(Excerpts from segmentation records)
-- start --

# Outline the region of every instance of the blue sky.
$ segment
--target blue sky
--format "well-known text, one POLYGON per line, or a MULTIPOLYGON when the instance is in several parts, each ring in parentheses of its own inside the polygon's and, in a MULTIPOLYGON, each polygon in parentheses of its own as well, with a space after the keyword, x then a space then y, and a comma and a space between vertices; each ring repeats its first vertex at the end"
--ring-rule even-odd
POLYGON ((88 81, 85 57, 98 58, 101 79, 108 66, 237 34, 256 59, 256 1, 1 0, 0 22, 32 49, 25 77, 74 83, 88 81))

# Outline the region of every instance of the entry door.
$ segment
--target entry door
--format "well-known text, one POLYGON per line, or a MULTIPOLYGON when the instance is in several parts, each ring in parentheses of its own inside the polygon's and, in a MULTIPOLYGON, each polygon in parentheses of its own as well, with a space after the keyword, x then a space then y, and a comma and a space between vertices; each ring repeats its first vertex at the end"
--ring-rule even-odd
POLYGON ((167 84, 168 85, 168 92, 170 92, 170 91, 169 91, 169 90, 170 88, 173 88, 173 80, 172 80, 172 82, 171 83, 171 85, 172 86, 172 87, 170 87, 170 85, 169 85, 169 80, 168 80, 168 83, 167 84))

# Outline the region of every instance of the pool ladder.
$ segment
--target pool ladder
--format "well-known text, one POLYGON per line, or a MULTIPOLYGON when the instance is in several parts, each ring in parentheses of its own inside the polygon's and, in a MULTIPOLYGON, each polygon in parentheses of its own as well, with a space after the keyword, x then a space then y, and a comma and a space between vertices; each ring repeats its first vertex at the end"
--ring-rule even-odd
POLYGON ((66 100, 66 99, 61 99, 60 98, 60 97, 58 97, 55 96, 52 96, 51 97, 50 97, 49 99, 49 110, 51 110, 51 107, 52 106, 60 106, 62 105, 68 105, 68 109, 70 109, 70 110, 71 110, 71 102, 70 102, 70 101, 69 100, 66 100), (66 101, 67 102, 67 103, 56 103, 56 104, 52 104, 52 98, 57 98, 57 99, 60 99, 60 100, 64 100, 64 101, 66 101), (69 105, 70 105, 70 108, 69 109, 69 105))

-- end --

**TASK INSTRUCTIONS:**
Reproduce every line of the records above verbatim, preserving their order.

**FINAL RESULT:**
# Outline the region of every instance of the blue sky.
$ segment
--target blue sky
--format "well-known text, one POLYGON per line, or a MULTIPOLYGON when the instance is in several parts, each ring in parentheses of its own inside the polygon's and, in a MULTIPOLYGON, each polygon in parentheses of its own as well, with a space after the keyword, x then a space then y, and a comma and a space between vertices; each ring repeats its first vertex at the end"
--ring-rule even-odd
POLYGON ((88 81, 85 57, 98 58, 101 79, 108 66, 237 34, 256 59, 256 1, 1 0, 0 22, 32 49, 25 77, 74 83, 88 81))

# Outline the region of every instance of the entry door.
$ segment
--target entry door
--format "well-known text, one POLYGON per line, or a MULTIPOLYGON when the instance is in several parts, each ring in parentheses of its own inside the polygon's and, in a MULTIPOLYGON, each polygon in parentheses of its own as well, with a space after the keyword, x then a space then y, and a comma and a space between vertices; each ring repeats its first vertex at the end"
--ring-rule even-odd
POLYGON ((167 84, 168 85, 168 92, 170 92, 170 91, 169 91, 169 90, 170 88, 173 88, 173 80, 172 80, 172 82, 171 83, 171 85, 172 86, 172 87, 170 87, 170 85, 169 85, 169 80, 168 80, 168 83, 167 84))

# Outline the region of every instance of the pool ladder.
$ segment
--target pool ladder
--format "well-known text, one POLYGON per line, or a MULTIPOLYGON when the instance is in several parts, each ring in parentheses of its own inside the polygon's and, in a MULTIPOLYGON, each polygon in parentheses of its own as well, with a space after the keyword, x then a space then y, and a comma and a space between vertices; each ring repeats its first vertex at the end"
--ring-rule even-odd
POLYGON ((66 100, 66 99, 61 99, 60 98, 60 97, 58 97, 55 96, 52 96, 51 97, 50 97, 49 99, 49 110, 51 110, 51 107, 52 106, 60 106, 62 105, 68 105, 68 109, 70 109, 70 110, 71 110, 71 102, 70 102, 70 101, 69 100, 66 100), (66 101, 67 102, 67 103, 56 103, 56 104, 52 104, 52 98, 57 98, 57 99, 60 99, 60 100, 64 100, 64 101, 66 101), (69 105, 70 105, 70 108, 69 109, 69 105))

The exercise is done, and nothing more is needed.